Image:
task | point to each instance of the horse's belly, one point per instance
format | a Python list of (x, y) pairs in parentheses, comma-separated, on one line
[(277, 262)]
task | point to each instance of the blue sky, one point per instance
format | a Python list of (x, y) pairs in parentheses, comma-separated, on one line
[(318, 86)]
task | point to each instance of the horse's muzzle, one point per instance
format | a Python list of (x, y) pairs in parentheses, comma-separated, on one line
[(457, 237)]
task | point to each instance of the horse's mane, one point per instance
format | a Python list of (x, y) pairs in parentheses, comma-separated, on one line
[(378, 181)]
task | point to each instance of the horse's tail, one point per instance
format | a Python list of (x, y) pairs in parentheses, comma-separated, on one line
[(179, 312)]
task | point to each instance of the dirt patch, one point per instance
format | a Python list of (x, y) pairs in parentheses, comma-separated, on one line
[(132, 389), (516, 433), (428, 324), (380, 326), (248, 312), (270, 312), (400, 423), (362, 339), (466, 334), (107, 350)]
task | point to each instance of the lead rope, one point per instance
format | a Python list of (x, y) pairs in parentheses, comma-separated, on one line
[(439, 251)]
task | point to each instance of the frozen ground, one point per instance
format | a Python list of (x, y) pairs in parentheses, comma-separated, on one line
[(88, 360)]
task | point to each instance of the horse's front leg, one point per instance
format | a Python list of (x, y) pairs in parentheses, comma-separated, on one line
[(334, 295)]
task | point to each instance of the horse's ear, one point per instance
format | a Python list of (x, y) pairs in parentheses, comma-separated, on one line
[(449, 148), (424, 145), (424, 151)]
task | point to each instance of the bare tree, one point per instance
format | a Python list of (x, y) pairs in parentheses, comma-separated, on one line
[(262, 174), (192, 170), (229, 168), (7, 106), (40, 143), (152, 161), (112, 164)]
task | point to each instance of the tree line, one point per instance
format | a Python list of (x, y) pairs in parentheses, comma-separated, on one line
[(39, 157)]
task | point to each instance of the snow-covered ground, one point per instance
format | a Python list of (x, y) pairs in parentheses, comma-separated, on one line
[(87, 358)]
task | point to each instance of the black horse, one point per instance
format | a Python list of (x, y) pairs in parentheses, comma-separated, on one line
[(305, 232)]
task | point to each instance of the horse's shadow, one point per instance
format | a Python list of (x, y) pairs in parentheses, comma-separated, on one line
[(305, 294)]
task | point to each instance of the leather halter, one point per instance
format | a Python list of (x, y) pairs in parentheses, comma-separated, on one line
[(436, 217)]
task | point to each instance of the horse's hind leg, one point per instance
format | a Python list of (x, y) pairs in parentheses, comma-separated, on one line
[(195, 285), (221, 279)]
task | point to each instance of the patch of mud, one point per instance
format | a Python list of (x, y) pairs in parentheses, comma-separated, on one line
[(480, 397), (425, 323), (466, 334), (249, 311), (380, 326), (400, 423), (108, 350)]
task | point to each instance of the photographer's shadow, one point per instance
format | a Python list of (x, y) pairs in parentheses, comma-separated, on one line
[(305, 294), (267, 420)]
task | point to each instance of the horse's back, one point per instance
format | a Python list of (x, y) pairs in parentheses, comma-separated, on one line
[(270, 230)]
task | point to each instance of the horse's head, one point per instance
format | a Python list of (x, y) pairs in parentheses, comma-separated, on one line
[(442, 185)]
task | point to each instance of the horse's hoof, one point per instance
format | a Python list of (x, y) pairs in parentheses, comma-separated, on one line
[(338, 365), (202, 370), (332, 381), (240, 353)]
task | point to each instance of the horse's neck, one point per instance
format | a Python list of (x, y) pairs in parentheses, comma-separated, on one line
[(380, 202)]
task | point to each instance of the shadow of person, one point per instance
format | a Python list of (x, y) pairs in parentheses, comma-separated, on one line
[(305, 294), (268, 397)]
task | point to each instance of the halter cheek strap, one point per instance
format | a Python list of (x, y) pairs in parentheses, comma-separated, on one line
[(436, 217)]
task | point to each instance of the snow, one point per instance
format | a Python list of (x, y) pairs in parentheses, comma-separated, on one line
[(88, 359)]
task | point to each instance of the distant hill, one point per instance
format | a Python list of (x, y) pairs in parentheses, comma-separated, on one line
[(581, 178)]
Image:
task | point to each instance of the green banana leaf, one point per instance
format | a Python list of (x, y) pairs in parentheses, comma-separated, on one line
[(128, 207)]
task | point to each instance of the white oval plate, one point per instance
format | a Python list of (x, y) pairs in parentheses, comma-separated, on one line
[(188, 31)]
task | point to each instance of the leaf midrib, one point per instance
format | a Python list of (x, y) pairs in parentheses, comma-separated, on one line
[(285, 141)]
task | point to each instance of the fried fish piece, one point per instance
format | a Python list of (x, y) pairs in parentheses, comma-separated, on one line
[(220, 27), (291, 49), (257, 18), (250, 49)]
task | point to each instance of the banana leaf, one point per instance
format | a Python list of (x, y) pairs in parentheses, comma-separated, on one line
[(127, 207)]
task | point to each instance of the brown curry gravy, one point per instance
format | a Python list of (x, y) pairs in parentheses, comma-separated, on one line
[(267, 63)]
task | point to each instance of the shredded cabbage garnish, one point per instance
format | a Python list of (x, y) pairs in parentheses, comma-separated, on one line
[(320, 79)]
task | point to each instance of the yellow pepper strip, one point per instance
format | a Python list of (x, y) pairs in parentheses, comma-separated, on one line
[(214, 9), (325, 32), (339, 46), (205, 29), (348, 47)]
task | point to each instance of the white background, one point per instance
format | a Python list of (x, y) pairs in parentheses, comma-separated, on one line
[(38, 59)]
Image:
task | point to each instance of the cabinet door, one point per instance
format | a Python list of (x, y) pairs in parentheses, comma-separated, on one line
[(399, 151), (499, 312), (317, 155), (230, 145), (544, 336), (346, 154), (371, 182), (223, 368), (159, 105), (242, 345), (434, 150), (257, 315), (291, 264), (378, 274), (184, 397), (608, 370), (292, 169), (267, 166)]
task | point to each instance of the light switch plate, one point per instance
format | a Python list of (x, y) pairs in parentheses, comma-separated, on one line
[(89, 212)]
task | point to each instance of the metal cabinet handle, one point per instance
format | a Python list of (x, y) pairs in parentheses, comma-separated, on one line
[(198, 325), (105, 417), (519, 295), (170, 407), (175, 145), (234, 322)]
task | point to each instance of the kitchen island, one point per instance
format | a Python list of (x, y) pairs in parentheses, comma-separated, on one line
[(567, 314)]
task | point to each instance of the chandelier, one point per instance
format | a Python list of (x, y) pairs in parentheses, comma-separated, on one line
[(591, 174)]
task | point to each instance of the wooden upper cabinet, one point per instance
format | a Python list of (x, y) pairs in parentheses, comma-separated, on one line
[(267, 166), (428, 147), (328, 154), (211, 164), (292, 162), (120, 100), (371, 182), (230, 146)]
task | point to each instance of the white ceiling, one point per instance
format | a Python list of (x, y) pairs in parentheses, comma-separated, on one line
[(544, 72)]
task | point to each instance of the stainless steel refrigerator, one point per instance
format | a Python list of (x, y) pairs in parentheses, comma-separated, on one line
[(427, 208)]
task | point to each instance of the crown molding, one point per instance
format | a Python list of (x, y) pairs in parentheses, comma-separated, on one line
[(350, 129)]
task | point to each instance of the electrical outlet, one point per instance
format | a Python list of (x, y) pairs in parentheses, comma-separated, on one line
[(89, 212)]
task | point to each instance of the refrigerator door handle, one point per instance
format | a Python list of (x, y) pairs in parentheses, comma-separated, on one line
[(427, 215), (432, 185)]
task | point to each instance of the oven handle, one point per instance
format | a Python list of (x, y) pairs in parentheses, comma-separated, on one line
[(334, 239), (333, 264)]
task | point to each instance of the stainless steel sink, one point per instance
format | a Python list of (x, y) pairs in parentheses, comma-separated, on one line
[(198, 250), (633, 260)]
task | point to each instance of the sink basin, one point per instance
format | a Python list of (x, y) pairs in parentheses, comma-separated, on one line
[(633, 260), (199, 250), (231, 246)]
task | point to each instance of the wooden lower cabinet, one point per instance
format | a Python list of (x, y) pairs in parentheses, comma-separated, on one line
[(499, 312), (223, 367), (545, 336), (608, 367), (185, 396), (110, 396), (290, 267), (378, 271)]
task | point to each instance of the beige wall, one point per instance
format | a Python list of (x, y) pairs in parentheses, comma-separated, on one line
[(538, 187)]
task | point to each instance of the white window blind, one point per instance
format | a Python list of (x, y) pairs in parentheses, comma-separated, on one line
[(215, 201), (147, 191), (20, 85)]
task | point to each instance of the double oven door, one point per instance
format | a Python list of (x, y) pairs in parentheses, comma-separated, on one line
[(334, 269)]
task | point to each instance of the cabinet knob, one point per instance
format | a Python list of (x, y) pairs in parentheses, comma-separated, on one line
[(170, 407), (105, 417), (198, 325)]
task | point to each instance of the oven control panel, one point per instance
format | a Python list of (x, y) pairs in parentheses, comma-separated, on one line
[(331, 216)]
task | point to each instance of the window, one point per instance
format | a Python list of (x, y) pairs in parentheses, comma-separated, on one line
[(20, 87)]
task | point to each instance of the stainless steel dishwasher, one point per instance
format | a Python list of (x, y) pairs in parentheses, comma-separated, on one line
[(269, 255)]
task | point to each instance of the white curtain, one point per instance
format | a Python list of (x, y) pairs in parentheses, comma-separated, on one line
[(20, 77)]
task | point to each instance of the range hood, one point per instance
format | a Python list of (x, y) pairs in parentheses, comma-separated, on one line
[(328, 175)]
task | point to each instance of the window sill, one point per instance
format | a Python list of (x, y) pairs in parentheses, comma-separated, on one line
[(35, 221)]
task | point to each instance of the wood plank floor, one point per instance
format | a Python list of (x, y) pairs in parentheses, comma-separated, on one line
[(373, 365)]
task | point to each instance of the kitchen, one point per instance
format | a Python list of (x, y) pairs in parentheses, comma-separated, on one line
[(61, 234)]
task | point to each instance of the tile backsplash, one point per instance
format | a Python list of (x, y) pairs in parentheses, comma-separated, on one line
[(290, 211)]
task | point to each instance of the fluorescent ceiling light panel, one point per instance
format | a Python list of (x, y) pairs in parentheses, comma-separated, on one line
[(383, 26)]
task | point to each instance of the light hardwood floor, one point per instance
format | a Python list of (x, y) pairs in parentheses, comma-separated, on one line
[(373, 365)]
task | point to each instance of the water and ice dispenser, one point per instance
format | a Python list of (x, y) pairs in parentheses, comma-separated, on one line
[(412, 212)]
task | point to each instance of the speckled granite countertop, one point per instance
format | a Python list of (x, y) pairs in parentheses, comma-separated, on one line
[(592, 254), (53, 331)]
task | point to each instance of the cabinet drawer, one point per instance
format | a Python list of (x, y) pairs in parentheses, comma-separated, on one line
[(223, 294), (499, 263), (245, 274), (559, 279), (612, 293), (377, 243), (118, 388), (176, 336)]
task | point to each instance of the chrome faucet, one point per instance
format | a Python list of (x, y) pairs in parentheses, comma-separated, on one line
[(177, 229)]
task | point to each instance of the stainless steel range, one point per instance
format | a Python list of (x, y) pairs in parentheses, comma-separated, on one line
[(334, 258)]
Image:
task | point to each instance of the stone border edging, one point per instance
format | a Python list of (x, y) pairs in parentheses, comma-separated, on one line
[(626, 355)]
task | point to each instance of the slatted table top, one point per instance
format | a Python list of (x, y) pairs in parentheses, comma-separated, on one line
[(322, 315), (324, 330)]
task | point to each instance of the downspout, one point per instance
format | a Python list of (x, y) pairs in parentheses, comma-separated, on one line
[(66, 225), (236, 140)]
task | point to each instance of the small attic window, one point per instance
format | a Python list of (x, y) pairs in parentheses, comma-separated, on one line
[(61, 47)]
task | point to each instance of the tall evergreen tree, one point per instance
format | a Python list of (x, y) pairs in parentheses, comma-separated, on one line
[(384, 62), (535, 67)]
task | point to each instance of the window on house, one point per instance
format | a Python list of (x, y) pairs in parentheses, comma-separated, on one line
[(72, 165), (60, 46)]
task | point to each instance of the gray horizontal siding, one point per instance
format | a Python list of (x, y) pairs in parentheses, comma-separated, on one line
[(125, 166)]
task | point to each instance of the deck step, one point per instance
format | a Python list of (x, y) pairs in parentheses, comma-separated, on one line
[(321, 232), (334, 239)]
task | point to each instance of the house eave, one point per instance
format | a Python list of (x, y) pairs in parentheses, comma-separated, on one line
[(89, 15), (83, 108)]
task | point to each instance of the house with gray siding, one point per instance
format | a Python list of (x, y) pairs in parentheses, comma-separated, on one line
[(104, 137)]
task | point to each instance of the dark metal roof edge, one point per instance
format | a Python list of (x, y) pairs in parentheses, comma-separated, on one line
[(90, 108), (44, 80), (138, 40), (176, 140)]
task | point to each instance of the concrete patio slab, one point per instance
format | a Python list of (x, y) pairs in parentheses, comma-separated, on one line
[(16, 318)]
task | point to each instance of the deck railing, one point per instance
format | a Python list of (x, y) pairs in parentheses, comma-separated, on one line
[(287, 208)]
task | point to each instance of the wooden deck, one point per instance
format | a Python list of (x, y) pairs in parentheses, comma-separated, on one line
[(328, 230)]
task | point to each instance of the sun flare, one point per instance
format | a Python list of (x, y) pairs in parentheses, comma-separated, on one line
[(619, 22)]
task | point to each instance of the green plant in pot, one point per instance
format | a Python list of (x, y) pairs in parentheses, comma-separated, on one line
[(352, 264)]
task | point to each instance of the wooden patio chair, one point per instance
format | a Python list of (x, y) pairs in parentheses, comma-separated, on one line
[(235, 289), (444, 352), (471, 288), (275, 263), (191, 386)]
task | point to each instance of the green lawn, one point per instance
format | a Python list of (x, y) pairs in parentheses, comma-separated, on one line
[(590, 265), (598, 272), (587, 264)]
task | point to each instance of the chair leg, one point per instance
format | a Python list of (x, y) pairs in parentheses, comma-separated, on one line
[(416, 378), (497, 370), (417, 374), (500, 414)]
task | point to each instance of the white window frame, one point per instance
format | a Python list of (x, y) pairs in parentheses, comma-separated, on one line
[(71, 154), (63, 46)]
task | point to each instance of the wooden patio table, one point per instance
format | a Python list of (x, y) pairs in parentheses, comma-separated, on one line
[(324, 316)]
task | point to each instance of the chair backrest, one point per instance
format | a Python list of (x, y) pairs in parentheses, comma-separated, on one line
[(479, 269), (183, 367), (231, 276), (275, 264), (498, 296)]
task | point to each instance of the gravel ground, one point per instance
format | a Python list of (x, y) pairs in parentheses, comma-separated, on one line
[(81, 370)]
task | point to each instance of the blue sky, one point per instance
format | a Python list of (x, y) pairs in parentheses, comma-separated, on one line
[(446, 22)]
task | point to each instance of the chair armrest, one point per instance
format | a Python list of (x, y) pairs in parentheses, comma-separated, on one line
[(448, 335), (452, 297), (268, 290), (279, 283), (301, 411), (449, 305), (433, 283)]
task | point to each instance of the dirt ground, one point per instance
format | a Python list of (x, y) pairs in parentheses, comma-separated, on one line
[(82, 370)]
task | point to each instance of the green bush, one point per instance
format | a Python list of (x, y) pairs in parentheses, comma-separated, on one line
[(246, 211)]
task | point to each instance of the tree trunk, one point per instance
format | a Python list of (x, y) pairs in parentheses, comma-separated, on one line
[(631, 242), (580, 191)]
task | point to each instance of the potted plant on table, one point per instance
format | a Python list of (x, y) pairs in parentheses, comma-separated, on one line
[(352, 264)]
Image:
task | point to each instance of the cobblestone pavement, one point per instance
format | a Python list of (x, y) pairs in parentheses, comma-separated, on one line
---
EXERCISE TASK:
Reproduce every line from the start of the data through the line containing "[(449, 148), (424, 145), (424, 151)]", inclusive, and nothing beyond it. Multiply each x and y coordinate in the point lists by 1.15 and round to the nearest whole number, with halves rounded up, leaving all other text as it is.

EXERCISE SOLUTION:
Image:
task | point to each instance of the horse's belly, one point per instance
format | a Python list of (x, y) pairs in parentheses, comma-separated, on one line
[(319, 301)]
task | point to each instance of the blue sky, one point per instance
format | a Python list of (x, y) pairs in parentheses, comma-separated, on one line
[(366, 99)]
task | point to each instance of the horse's muzzle, one point per instance
format | a Python list of (x, y) pairs in parentheses, comma-separated, on one line
[(526, 273)]
task | point to each instance of the horse's mane, one point per instance
format | a Python list of (x, y) pairs in parentheses, comma-separated, on one line
[(435, 208)]
task | point to each instance of the horse's tail, one point per instance
format | a Python list of (x, y) pairs in parentheses, comma-separated, on one line
[(206, 359)]
task | point to each instance of the dirt patch, one point per instance
format | a Python list of (x, y) pairs in parentheses, comma-separated, on one line
[(152, 447), (593, 498), (492, 373), (437, 375), (285, 359), (311, 359), (460, 486), (416, 390), (536, 384), (123, 403)]
task | point to each instance of the lead rope, one point per instance
format | a Python list of (x, y) pairs in parentheses, comma-separated, on one line
[(505, 289)]
task | point to each instance of the frozen ground, one point per instance
format | a Python list of (x, y) pairs in parentheses, comma-separated, on one line
[(101, 414)]
task | point to each instance of the horse's front leg, one point per instance
format | a Python list of (x, y) pairs in parentheses, comma-separated, on one line
[(384, 339)]
task | point to each instance of the horse's ear, one point per instance
format | a Python list of (x, y) pairs in parentheses, comma-separated, on one line
[(516, 170), (488, 167), (488, 174)]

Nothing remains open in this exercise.